Work order —
Would you print out all of the data exactly and keep the pictures out of it?

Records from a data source
────────────────
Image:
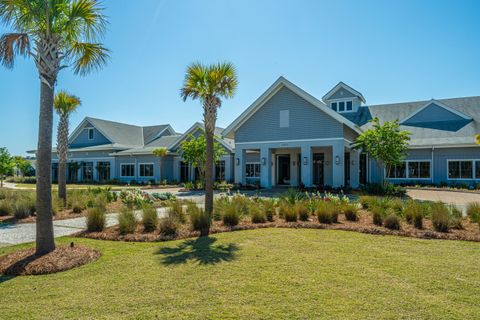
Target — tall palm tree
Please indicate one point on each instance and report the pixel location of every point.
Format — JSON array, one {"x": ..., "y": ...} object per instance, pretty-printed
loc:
[
  {"x": 209, "y": 84},
  {"x": 160, "y": 153},
  {"x": 57, "y": 34},
  {"x": 64, "y": 105}
]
────────────────
Task solution —
Image:
Target — tall palm tree
Please indicate one point on each instance and report the pixel location of every point.
Format — JSON array, one {"x": ..., "y": ...} object per instance, pretty-printed
loc:
[
  {"x": 209, "y": 84},
  {"x": 160, "y": 153},
  {"x": 57, "y": 34},
  {"x": 64, "y": 105}
]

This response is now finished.